- [Bagian Teks]:
+ + +

Permasalahan yang terjadi adalah kadang kita kurang menyadari hal ini. 
Menganggap pelajaran Bahasa Indonesia, Bahasa Inggris dan Matematika dan IPA 
yang lebih penting, tinibang pelajaran di luar itu. Mengapa? Ada banyak alasan, 
misalnya untuk menyiapkan murid menghadapi ujian nasional. Akhirnya, anak yang 
tadinya mencintai pelajaran olahraga (karena cita-citanya ingin menjadi atlet) 
atau yang suka latihan band/suka karaokean di rumah disela-sela kerajinannya 
belajar, eh malah dimarahi/diomelin oleh orang tuanya. 

"Ngapain lu suka latihan band/karaokean atau sering latihan 
basket/voli/olahraga lainnya, kan itu tidak menjamin masa depanmu, mendingan 
kamu les bahasa Inggris, Matematika, Kimia, Fisika atau Ekonomi". "Gih pergi 
les, cepat-cepat!!!". "Ngapain sih piano, gitar, nyanyi pake les segala?". 
"Ndak ada gunanya tu". Pelajaran itu kan tidak di-UN-kan!. "Ntar tidak lulus 
ujian ibu/bapak yang malu". Itulah sederetan celotehan ibu/bapak melihat 
anaknya tidak mau pergi les. Celoteh ibu/bapak tersebut mencerminkan terjadinya 
paradoks terhadap kecerdasan anak (murid). 

Hemat penulis, sikap kita sebagai orang tua, yaitu memberikan bimbingan yang 
toleran terhadap anak, biarkan dia berkembang dengan bakat/talentanya. Tugas 
orang tua adalah memberikan arahan, pertimbangan baik/buruk suatu kegiatan dan 
memberikan peringatan jika si anak sudah berada di luar jalur 'rel' 
sesungguhnya. 

Lalu, tugas guru di sekolah, yaitu guru/staff dan yang lainnya, berikanlah 
pengertian yang cukup, penjelasan yang maksimal dan dampingan intensif kepada 
muridnya. Ingatkan bahwa manusia itu unik yang memiliki banyak kecerdasan. 
Murid sebenarnya dapat mempelajari semua pelajaran dengan baik. Cuman, caranya 
yang perlu dikatahui. Sudah selayaknya sekolah membimbing murid mengenai 
bagaimana mempelajari sesuatu. Guru dapat meracik pembelajaran yang menyentuh 
kedirian setiap murid dan menjangkau semua kecerdasan dominan, agar setiap 
potensi kecerdasan ditinggikan semuanya. Sadarkan murid bahwa tidak ada satupun 
orang/murid/anak yang bodoh alias semuanya cerdas.

+ + +

- [Data Tercatat]:
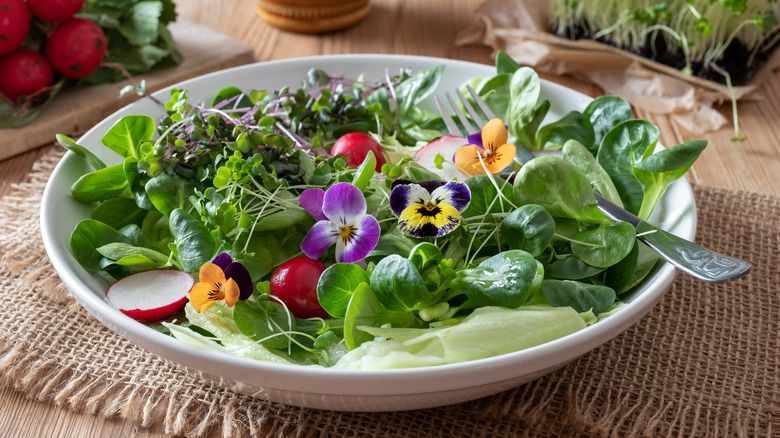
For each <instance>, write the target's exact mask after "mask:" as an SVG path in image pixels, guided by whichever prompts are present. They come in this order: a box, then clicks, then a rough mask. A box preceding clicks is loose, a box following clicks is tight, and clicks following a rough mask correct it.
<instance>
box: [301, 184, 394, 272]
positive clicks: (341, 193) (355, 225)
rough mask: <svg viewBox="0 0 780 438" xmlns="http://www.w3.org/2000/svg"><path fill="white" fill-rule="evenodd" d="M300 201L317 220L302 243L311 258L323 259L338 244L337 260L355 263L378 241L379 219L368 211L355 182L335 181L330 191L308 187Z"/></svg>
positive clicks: (343, 262)
mask: <svg viewBox="0 0 780 438" xmlns="http://www.w3.org/2000/svg"><path fill="white" fill-rule="evenodd" d="M299 202H300V203H301V207H303V209H304V210H306V211H307V212H308V213H309V214H310V215H311V216H312V217H313V218H314V219H316V220H317V223H316V224H314V226H313V227H311V230H309V232H308V234H306V237H304V238H303V242H301V250H302V251H303V253H304V254H306V255H307V256H308V257H310V258H312V259H318V258H320V256H322V254H324V253H325V251H327V250H328V248H330V247H331V246H332V245H333V244H334V243H335V244H336V262H338V263H355V262H358V261H360V260H362V259H364V258H365V257H366V256H367V255H368V253H369V252H371V251H372V250H373V249H374V248H375V247H376V244H377V243H378V242H379V234H380V229H379V222H378V221H377V220H376V218H375V217H373V216H371V215H370V214H366V208H367V207H366V199H365V198H364V197H363V193H362V192H361V191H360V189H358V188H357V187H355V186H353V185H352V184H350V183H338V184H334V185H333V186H331V187H330V188H328V190H327V191H323V190H321V189H306V190H304V191H303V193H301V196H300V197H299Z"/></svg>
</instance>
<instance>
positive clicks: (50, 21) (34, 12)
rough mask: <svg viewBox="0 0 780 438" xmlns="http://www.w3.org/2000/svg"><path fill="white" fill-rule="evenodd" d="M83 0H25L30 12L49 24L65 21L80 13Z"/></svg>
mask: <svg viewBox="0 0 780 438" xmlns="http://www.w3.org/2000/svg"><path fill="white" fill-rule="evenodd" d="M84 2H85V0H27V4H28V5H29V6H30V12H32V13H33V15H35V16H36V17H38V18H40V19H41V20H43V21H48V22H49V23H57V22H60V21H64V20H67V19H68V18H70V17H72V16H73V14H75V13H76V12H78V11H80V10H81V8H82V7H83V6H84Z"/></svg>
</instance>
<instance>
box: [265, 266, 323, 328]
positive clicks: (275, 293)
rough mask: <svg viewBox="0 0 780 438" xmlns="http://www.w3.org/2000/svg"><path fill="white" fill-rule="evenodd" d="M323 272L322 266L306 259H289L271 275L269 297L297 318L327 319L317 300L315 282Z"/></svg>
mask: <svg viewBox="0 0 780 438" xmlns="http://www.w3.org/2000/svg"><path fill="white" fill-rule="evenodd" d="M324 270H325V265H324V264H322V263H321V262H319V261H317V260H313V259H310V258H308V257H296V258H294V259H290V260H288V261H286V262H284V263H282V264H281V265H280V266H279V267H278V268H276V270H275V271H274V273H273V275H271V295H273V296H275V297H276V298H279V299H280V300H281V301H283V302H284V304H285V305H286V306H287V308H288V309H290V312H291V313H292V314H293V315H295V316H296V317H297V318H303V319H306V318H328V317H329V315H328V312H326V311H325V309H323V308H322V306H320V302H319V300H318V299H317V282H318V281H319V279H320V275H322V271H324Z"/></svg>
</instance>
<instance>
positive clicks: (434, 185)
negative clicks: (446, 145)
mask: <svg viewBox="0 0 780 438" xmlns="http://www.w3.org/2000/svg"><path fill="white" fill-rule="evenodd" d="M469 202H471V191H470V190H469V187H468V186H467V185H466V184H464V183H462V182H458V181H450V182H448V183H445V182H444V181H436V180H432V181H422V182H420V183H413V182H411V181H404V180H398V181H395V182H394V183H393V191H392V192H391V193H390V208H391V209H392V210H393V214H395V215H396V217H398V229H399V230H401V232H402V233H403V234H406V235H408V236H412V237H442V236H445V235H447V234H449V233H450V232H452V231H453V230H454V229H456V228H458V226H459V225H460V222H461V220H460V213H461V212H462V211H463V210H465V209H466V208H467V207H468V206H469Z"/></svg>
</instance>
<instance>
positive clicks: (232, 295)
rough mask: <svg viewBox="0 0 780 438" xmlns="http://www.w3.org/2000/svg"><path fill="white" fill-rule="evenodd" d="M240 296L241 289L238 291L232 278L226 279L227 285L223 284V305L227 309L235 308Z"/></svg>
mask: <svg viewBox="0 0 780 438" xmlns="http://www.w3.org/2000/svg"><path fill="white" fill-rule="evenodd" d="M240 295H241V289H239V287H238V283H236V282H235V280H233V279H232V278H228V281H227V283H225V303H226V304H227V305H228V307H233V306H235V305H236V302H237V301H238V298H239V296H240Z"/></svg>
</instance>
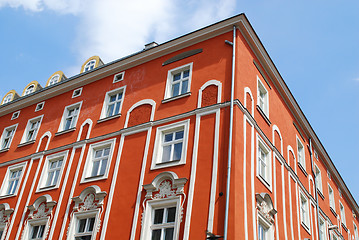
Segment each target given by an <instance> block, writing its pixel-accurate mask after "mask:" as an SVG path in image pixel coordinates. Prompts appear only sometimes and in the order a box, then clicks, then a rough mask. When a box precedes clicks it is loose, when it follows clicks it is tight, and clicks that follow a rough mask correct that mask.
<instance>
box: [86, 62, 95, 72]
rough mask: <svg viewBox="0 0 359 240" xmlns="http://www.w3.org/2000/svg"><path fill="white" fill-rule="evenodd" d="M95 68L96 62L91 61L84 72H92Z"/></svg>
mask: <svg viewBox="0 0 359 240" xmlns="http://www.w3.org/2000/svg"><path fill="white" fill-rule="evenodd" d="M95 66H96V60H91V61H89V62H88V63H86V65H85V68H84V72H87V71H90V70H92V69H94V68H95Z"/></svg>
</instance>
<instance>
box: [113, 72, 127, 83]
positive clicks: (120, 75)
mask: <svg viewBox="0 0 359 240" xmlns="http://www.w3.org/2000/svg"><path fill="white" fill-rule="evenodd" d="M124 76H125V72H120V73H117V74H116V75H115V76H114V77H113V83H115V82H119V81H122V80H123V78H124Z"/></svg>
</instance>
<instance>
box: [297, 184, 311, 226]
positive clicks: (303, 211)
mask: <svg viewBox="0 0 359 240" xmlns="http://www.w3.org/2000/svg"><path fill="white" fill-rule="evenodd" d="M299 196H300V199H299V200H300V219H301V223H302V225H303V226H304V228H305V229H307V230H309V229H310V224H309V202H308V198H307V196H305V194H304V193H303V192H302V191H299Z"/></svg>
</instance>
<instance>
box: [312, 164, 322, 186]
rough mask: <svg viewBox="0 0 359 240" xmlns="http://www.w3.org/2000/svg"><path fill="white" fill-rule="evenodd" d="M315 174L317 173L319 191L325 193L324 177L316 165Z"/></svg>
mask: <svg viewBox="0 0 359 240" xmlns="http://www.w3.org/2000/svg"><path fill="white" fill-rule="evenodd" d="M314 173H315V184H316V185H317V189H318V190H319V191H320V192H321V193H323V186H322V175H321V173H320V170H319V168H318V166H317V165H316V164H314Z"/></svg>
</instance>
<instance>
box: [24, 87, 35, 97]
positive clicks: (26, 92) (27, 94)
mask: <svg viewBox="0 0 359 240" xmlns="http://www.w3.org/2000/svg"><path fill="white" fill-rule="evenodd" d="M34 91H35V85H34V84H32V85H30V86H28V87H27V88H26V89H25V92H24V96H26V95H29V94H30V93H33V92H34Z"/></svg>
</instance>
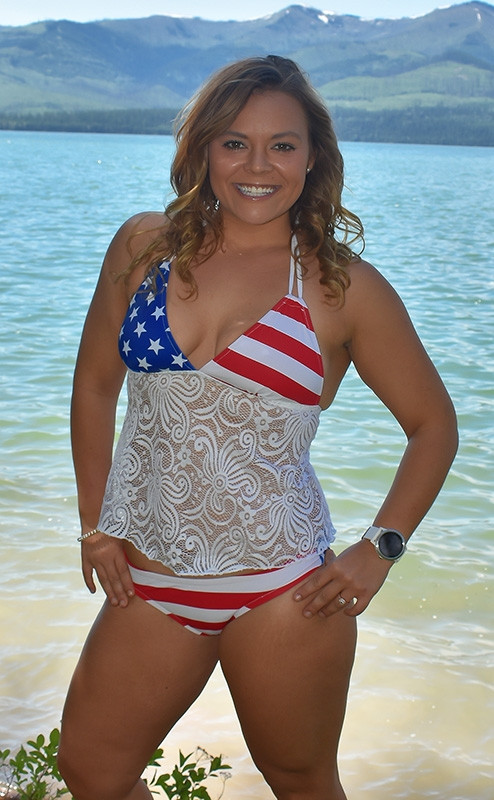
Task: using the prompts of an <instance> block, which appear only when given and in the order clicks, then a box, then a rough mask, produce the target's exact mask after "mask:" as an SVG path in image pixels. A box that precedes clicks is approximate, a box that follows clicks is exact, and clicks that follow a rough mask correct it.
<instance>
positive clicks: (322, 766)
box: [258, 763, 346, 800]
mask: <svg viewBox="0 0 494 800" xmlns="http://www.w3.org/2000/svg"><path fill="white" fill-rule="evenodd" d="M258 767H259V769H260V770H261V772H262V774H263V776H264V778H265V780H266V782H267V783H268V785H269V786H270V788H271V790H272V792H273V794H274V796H275V797H276V798H277V800H346V795H345V793H344V791H343V788H342V786H341V783H340V780H339V777H338V773H337V770H331V769H328V767H327V766H326V765H318V766H315V767H307V768H304V767H302V766H300V767H297V766H293V765H290V764H288V763H287V764H285V765H283V766H277V767H274V766H273V765H269V766H264V767H263V766H262V765H258Z"/></svg>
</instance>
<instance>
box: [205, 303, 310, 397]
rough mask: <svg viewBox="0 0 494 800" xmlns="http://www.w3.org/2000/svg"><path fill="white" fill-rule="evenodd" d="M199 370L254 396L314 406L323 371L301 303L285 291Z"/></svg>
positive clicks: (305, 306) (210, 375) (305, 315)
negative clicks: (260, 318) (239, 334)
mask: <svg viewBox="0 0 494 800" xmlns="http://www.w3.org/2000/svg"><path fill="white" fill-rule="evenodd" d="M201 372H205V373H206V374H208V375H210V376H211V377H214V378H217V379H218V380H221V381H224V382H225V383H229V384H231V385H233V386H236V387H237V388H239V389H244V390H245V391H249V392H253V393H255V394H259V395H263V394H267V393H271V392H274V393H276V394H278V395H281V396H282V397H286V398H288V399H289V400H294V401H295V402H297V403H302V404H303V405H316V404H317V403H318V402H319V400H320V398H321V394H322V387H323V380H324V373H323V363H322V358H321V353H320V350H319V345H318V342H317V339H316V335H315V333H314V328H313V325H312V320H311V318H310V314H309V309H308V308H307V305H306V304H305V302H304V301H303V300H302V299H301V298H300V297H295V296H293V295H286V296H285V297H283V298H282V299H281V300H279V301H278V303H277V304H276V305H275V306H274V307H273V308H272V309H271V310H270V311H268V312H267V314H265V315H264V316H263V317H262V318H261V319H260V320H259V322H256V323H255V324H254V325H253V326H252V327H251V328H250V329H249V330H248V331H246V332H245V333H243V334H242V335H241V336H239V338H238V339H236V340H235V341H234V342H233V343H232V344H231V345H230V346H229V347H227V348H226V349H225V350H224V351H223V352H222V353H220V354H219V355H217V356H216V357H215V358H214V359H213V360H212V361H210V362H208V363H207V364H206V365H205V366H204V367H202V368H201Z"/></svg>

+ + +

- [Pertanyaan untuk Dijawab]:
- A) Jawablah pertanyaan berikut berdasarkan bagian teks.
(i) Pelajaran apa saja yang dianggap lebih penting daripada pelajaran lain?
(ii) Menurut penulis, apa saja tugas orang tua?
(iii) Guru diminta mengingatkan murid bahwa manusia itu seperti apa?
- B) Ulangi kata demi kata isi bagian teks mulai dari "Lalu, tugas guru" sampai dengan "memiliki banyak kecerdasan.".

- [Jawaban Anda]:
- A)
(i) Bahasa Indonesia, Bahasa Inggris, Matematika, dan IPA.
(ii) Memberikan arahan, memberikan pertimbangan baik/buruk suatu kegiatan, dan memberikan peringatan jika si anak sudah berada di luar jalur "rel" sesungguhnya.
(iii) Manusia itu unik dan memiliki banyak kecerdasan.

- B)
Lalu, tugas guru di sekolah, yaitu guru/staff dan yang lainnya, berikanlah 
pengertian yang cukup, penjelasan yang maksimal dan dampingan intensif kepada 
muridnya. Ingatkan bahwa manusia itu unik yang memiliki banyak kecerdasan.